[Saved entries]
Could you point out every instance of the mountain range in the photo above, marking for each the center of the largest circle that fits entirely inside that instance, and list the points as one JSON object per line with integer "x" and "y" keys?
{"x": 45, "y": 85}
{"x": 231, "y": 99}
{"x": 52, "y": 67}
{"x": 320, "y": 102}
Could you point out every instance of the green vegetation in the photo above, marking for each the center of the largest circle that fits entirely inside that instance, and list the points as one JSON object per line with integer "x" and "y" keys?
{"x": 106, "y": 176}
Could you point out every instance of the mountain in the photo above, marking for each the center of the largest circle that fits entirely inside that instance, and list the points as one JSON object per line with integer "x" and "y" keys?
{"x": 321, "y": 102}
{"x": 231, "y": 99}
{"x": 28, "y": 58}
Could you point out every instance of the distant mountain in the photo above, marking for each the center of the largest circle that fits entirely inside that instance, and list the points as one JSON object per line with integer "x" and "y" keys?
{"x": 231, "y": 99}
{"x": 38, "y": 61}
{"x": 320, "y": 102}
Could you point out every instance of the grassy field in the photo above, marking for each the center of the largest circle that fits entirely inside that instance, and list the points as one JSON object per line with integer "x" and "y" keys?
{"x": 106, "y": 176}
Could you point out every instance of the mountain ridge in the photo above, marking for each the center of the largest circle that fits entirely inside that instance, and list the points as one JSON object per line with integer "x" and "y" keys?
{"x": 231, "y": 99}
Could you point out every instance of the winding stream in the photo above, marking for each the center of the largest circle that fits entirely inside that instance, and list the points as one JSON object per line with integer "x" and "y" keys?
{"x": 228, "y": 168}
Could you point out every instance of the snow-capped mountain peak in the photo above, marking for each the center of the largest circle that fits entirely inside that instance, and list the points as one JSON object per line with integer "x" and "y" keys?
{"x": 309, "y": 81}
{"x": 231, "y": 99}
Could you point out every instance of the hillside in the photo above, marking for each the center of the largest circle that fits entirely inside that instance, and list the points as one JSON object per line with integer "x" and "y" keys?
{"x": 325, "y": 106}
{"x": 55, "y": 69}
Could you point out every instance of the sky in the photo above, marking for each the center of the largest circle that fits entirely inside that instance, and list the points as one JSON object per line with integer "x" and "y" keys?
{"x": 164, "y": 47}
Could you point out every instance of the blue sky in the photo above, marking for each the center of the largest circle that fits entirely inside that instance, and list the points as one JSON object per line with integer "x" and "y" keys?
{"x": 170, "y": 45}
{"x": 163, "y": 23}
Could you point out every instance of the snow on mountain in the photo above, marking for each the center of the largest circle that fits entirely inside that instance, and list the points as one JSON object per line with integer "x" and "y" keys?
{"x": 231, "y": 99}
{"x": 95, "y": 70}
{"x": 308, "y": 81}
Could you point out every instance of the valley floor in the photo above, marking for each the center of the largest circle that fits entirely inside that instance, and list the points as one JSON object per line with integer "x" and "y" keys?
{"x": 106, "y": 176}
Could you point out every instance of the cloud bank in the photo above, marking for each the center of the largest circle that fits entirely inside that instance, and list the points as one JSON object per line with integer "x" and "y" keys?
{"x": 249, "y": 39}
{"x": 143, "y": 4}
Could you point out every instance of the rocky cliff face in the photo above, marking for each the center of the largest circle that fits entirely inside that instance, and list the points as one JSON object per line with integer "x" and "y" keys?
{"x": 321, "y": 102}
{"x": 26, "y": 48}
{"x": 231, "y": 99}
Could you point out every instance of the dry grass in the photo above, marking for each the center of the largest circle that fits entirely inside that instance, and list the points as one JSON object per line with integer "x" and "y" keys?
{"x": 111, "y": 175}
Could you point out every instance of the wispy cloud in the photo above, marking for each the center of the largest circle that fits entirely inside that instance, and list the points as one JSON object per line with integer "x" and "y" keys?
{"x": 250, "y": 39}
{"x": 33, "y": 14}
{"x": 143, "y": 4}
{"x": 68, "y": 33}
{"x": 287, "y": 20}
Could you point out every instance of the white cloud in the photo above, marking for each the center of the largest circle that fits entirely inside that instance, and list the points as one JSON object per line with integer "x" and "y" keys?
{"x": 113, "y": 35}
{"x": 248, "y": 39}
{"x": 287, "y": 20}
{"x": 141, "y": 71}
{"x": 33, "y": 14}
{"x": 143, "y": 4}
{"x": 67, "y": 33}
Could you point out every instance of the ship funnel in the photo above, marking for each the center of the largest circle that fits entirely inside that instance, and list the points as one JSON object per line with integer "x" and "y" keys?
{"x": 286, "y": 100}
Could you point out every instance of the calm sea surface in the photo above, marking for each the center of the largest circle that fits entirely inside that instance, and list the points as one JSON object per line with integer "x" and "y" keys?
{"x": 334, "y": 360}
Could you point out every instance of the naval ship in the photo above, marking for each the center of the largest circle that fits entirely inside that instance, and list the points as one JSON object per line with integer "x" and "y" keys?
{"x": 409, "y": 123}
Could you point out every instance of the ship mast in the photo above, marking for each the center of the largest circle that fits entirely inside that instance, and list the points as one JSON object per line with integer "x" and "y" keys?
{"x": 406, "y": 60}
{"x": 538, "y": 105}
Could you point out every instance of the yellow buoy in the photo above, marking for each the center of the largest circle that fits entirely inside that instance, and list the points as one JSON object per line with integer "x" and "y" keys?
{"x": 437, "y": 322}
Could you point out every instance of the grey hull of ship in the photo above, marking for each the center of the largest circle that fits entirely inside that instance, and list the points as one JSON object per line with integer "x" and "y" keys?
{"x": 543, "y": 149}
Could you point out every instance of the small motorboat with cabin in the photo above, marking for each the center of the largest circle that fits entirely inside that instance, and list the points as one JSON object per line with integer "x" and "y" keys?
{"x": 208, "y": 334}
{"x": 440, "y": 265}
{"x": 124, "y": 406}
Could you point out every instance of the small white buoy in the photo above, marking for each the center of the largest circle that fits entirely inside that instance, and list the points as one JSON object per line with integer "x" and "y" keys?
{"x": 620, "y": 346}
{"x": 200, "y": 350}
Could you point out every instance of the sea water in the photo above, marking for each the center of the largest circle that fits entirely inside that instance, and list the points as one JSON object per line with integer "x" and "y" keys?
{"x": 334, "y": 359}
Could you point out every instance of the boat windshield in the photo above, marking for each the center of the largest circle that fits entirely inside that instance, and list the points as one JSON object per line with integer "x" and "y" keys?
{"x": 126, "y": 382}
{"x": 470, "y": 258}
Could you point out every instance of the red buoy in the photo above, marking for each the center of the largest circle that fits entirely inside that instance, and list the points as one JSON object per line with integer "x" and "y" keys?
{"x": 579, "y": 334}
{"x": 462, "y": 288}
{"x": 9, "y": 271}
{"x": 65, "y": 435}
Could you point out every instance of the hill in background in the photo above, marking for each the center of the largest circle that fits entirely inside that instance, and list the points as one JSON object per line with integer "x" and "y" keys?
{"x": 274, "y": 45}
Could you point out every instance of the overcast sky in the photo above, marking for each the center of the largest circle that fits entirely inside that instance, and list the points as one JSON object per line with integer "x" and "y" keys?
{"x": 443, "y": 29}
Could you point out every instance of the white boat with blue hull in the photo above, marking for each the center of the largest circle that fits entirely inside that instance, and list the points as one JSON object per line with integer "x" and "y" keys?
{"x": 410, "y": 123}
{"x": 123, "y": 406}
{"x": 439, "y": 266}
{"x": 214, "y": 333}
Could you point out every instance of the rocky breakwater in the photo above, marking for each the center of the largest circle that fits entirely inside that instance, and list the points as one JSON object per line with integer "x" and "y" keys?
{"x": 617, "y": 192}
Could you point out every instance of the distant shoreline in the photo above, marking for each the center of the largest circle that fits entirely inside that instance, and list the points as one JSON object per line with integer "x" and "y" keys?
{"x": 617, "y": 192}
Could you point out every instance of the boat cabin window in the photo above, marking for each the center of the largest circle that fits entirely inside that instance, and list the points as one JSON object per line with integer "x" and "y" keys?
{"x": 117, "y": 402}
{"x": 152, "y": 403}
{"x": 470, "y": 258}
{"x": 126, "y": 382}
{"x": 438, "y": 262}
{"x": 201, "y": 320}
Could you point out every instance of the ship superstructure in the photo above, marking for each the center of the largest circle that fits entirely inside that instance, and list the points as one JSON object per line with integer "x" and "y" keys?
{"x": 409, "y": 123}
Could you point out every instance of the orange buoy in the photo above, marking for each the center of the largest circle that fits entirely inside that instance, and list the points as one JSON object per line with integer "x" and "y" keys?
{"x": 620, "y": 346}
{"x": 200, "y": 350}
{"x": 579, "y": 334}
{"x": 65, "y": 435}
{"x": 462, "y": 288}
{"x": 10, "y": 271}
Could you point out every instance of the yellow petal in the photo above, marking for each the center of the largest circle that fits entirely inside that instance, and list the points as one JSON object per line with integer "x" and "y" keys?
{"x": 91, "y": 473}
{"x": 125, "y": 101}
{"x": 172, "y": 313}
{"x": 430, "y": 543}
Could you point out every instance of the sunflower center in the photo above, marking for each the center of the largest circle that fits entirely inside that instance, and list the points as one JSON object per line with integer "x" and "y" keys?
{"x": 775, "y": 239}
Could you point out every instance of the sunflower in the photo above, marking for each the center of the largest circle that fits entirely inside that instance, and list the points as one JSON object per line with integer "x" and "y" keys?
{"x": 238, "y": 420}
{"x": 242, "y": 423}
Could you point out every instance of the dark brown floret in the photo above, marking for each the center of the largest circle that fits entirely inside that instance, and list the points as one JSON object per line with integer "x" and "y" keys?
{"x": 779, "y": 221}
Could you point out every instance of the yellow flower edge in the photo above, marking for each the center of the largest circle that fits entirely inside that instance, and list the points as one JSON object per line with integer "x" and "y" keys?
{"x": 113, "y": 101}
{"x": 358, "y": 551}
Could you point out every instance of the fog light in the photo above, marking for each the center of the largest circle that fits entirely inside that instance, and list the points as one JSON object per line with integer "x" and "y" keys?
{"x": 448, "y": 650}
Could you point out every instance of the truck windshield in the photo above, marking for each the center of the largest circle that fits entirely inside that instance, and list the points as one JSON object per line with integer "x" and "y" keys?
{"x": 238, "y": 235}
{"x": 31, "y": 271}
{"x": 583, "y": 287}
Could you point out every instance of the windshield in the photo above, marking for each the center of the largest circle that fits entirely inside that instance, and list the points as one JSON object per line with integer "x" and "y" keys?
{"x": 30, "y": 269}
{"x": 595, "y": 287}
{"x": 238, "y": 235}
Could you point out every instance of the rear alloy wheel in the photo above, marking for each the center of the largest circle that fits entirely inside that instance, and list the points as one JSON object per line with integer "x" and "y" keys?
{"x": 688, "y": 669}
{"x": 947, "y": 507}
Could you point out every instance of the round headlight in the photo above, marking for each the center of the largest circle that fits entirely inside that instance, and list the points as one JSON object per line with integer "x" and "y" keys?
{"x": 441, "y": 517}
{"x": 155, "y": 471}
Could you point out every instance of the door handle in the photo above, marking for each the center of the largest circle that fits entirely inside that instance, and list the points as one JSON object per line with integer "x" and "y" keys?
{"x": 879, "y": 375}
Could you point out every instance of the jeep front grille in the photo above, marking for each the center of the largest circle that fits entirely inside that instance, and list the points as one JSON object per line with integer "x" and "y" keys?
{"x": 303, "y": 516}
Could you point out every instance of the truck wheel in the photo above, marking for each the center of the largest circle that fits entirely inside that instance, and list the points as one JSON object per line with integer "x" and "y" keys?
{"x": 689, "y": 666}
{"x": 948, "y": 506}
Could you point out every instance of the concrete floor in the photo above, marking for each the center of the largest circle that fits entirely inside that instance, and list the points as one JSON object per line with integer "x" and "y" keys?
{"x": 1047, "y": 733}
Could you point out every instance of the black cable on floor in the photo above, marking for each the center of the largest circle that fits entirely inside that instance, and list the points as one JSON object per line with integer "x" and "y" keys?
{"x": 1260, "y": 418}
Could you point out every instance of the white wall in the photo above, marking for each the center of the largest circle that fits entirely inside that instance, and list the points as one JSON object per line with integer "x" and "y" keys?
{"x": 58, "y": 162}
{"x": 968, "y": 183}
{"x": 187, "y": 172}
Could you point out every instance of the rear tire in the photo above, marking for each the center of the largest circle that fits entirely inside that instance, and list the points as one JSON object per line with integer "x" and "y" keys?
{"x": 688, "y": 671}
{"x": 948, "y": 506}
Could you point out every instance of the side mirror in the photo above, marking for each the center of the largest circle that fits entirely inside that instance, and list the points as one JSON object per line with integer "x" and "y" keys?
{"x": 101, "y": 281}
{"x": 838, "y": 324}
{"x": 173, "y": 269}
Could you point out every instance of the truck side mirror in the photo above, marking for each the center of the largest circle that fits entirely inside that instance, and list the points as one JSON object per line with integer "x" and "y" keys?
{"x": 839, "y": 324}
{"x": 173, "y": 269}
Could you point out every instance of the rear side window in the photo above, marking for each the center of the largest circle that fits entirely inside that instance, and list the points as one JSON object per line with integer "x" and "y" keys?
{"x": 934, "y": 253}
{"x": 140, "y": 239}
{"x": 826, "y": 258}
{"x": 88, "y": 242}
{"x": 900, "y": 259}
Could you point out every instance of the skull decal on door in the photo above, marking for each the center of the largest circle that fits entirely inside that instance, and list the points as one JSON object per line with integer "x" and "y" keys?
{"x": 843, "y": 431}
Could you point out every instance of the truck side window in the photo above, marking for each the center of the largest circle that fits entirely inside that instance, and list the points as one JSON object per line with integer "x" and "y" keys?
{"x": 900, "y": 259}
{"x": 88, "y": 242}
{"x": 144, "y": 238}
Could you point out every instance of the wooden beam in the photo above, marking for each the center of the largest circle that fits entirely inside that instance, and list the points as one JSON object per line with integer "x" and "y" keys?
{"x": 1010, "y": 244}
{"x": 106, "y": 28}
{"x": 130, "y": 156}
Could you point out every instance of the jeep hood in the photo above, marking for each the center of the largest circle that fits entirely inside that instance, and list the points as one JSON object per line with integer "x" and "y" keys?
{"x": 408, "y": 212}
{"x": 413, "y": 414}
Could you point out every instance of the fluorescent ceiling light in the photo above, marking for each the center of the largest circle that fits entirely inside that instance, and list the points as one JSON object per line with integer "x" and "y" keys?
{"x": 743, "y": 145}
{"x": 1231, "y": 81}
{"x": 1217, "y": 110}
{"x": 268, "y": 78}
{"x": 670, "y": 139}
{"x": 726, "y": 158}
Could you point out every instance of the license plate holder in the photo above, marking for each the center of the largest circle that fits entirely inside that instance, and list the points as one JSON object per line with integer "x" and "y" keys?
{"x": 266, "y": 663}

● GOAL
Starting with the line that contains "Could you point out every instance of the fluorescent" and going on through the end of the data, output that portion as a two-column CSV with the headers input and output. Give one row per item, with its text and its answer each in a single quoted field and line breaks turned into spaces.

● PROBLEM SOLUTION
input,output
"Could you point out every instance of the fluorescent ceiling light in the photo above, marking for each the center of the largest circle that fits entirely inside that instance, and list the points as one JSON object per line with integer ""x"" and ""y"" keys?","{""x"": 743, ""y"": 145} {""x"": 1231, ""y"": 81} {""x"": 1217, ""y"": 110} {""x"": 268, ""y"": 78} {""x"": 670, ""y"": 139} {""x"": 726, ""y"": 158}"
"Could you point out every instance of the license plate holder in the photo above, marking for each the center of the largest circle that fits entirely inside that instance, and list the points as one JSON object per line with integer ""x"" and ""y"" keys?","{""x"": 266, ""y"": 663}"